- **WHAT NEEDS TO BE DONE**: Reproduce every record below exactly as it appears.

•••••

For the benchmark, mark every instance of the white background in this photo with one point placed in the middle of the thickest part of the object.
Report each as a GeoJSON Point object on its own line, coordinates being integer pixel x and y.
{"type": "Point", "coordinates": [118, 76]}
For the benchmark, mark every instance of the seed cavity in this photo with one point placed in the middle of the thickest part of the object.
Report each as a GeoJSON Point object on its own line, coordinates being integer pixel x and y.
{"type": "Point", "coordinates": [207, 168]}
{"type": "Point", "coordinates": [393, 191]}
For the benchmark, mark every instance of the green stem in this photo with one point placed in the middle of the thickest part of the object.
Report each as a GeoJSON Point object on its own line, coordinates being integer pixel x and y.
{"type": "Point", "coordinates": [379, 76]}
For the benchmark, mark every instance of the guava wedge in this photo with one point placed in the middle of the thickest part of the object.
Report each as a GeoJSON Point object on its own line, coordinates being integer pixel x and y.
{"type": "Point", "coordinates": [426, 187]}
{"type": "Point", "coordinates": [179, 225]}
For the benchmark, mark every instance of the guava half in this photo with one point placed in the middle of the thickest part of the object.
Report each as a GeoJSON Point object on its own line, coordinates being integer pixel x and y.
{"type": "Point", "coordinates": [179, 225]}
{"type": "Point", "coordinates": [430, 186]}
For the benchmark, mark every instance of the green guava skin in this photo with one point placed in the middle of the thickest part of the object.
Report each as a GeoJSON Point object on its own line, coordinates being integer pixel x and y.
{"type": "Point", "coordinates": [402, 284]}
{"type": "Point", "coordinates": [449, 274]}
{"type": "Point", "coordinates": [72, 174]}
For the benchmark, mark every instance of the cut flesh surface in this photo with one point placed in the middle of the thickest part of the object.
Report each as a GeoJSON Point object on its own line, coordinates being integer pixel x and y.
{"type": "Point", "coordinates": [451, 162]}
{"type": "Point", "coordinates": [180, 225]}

•••••

- **FINAL RESULT**:
For the benchmark, mark every instance of the white background in this photo with one point placed in the middle of the thickest part of the object.
Report each as a GeoJSON Point object on its own line, coordinates being integer pixel x and y.
{"type": "Point", "coordinates": [118, 76]}
For the benchmark, mark every instance of the seed cavity in this photo with one point placed in the middle of the thickest part of the object.
Report each as a GeoJSON Point object on its own line, coordinates being integer pixel x and y.
{"type": "Point", "coordinates": [207, 168]}
{"type": "Point", "coordinates": [393, 191]}
For the benchmark, mark every instance of the green stem in this photo with one point placed in the middle of the thickest part of the object.
Report each as a GeoJSON Point object on its own line, coordinates being integer pixel x and y.
{"type": "Point", "coordinates": [379, 76]}
For the benchmark, mark every instance of the guava wedge in this photo with one point placed in the middle of the thickest part of the object.
Report each as a GeoJSON Point object on its own line, coordinates being integer pixel x and y.
{"type": "Point", "coordinates": [426, 187]}
{"type": "Point", "coordinates": [179, 225]}
For the benchmark, mark every instance of the guava half in this photo with one point placed in the middle of the thickest part of the object.
Report each as a GeoJSON Point object on its own line, coordinates being integer pixel x and y.
{"type": "Point", "coordinates": [179, 225]}
{"type": "Point", "coordinates": [430, 186]}
For the benchmark, mark every instance of the green guava skin in this photo with one point placed in the middle of the thickest part of the object.
Report each as a GeoJSON Point object on its own line, coordinates being integer pixel x and y.
{"type": "Point", "coordinates": [402, 284]}
{"type": "Point", "coordinates": [449, 274]}
{"type": "Point", "coordinates": [72, 174]}
For the benchmark, mark every instance of the cut flesh surface in this photo with one point placed in the middle of the thickest part of the object.
Report each as a GeoJSON Point object on its own line, coordinates being integer pixel x and y.
{"type": "Point", "coordinates": [451, 162]}
{"type": "Point", "coordinates": [180, 225]}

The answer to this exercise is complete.